== Material provided

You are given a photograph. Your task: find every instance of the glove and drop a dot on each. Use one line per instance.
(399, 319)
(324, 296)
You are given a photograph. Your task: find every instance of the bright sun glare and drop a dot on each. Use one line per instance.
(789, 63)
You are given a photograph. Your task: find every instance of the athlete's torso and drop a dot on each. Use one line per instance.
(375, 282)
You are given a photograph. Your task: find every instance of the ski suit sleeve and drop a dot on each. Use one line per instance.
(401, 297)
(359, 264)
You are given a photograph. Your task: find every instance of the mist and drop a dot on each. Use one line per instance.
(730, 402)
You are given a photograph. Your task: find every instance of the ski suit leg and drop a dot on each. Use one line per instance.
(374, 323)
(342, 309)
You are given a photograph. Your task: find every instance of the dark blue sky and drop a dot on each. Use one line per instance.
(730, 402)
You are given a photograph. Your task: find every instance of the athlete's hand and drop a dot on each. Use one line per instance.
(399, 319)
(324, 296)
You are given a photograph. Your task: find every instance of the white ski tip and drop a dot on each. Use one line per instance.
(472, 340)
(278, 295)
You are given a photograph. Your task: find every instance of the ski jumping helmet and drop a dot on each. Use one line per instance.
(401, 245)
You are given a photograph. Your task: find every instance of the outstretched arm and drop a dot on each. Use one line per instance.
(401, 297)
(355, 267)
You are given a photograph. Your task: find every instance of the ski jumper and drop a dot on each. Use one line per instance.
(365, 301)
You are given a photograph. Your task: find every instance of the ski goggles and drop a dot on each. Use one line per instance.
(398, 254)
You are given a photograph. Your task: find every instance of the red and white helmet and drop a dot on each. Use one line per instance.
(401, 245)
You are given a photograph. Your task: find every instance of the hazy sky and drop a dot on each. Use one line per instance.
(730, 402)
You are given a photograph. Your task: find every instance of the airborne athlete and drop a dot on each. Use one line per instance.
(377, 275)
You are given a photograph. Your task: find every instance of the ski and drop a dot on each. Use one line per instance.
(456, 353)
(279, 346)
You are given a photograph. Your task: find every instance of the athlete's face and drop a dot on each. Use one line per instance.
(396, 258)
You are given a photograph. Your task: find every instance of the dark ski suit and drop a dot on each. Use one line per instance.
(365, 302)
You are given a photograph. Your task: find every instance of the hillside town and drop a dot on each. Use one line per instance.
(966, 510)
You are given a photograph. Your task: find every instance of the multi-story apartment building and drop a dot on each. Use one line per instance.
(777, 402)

====

Write the whole of the material out again, exactly.

You are given a photograph. Your task: find every instance of the glove and drop a dot on each. Use one line per instance.
(399, 319)
(324, 296)
You are given a photograph. Your task: find every instance of the bright sun glare and drop a dot on each. Use one line per instance.
(789, 63)
You are given a photograph. Your task: find every instance of the athlete's torso and drop a dot on each. Use one line per instance.
(375, 282)
You are given a photograph. Your task: find every instance of the ski suit sleeve and drop a dot on each. Use one line per instance.
(401, 297)
(359, 264)
You are given a photograph. Your task: find every instance of the mist and drop a dot on each. Use one line per instance.
(730, 402)
You are given a photograph. Your task: find every instance of the ski suit leg and drop a dot on each. Use one line per instance.
(374, 323)
(342, 309)
You are given a photograph. Your task: find every instance of the dark blue sky and drop a dot on each. Use one line per instance.
(730, 402)
You are given a photograph. Your task: find every instance of the athlete's hand and drop a dot on each. Use one line per instance.
(399, 319)
(324, 296)
You are given a photograph. Your task: find every instance of the white ski tip and drop a dot on each. Use one line per instance.
(472, 340)
(278, 295)
You are given a photograph. Your task: find every instance of the ski jumping helmet and drop a dot on each. Use one line per instance.
(401, 245)
You are given a photograph. Your task: find every instance of the outstretched arm and drop a dot on each. Use one line per instance.
(401, 297)
(355, 267)
You are given a photograph. Your task: find every instance of the ski jumper and drop a dot on each. Use one line per instance.
(365, 301)
You are given a photograph. Your task: find every instance of the ski goggles and drop a dot on each. Use one line per instance.
(398, 254)
You are given a photograph. Your task: find every instance of the red and white helmet and drop a dot on each. Use one line per instance.
(401, 245)
You are given a photograph. Your task: find every instance of the hazy sky and drop a dot on each. Use one line per instance.
(730, 402)
You are given a photograph. Your task: find every instance of the airborne athlete and drop a dot on each. Use one line per instance.
(377, 275)
You are given a photograph. Your task: find every instance of the ski and drop a dot on each. Use one line per instance.
(456, 353)
(279, 346)
You are given a photograph. Your task: find every instance of the athlete's face and drop a dot on each. Use one line per instance.
(396, 258)
You are given a photograph. Your task: find every instance of the dark ski suit and drop a dot on each. Use one line per instance.
(365, 302)
You are given a photograph. Your task: find every instance of the hillside town and drop a dot on each. Use one line per instance.
(966, 510)
You are given a photograph. Your task: find every instance of the multi-story apartment building and drop a dot on each. Use one line per instance.
(777, 402)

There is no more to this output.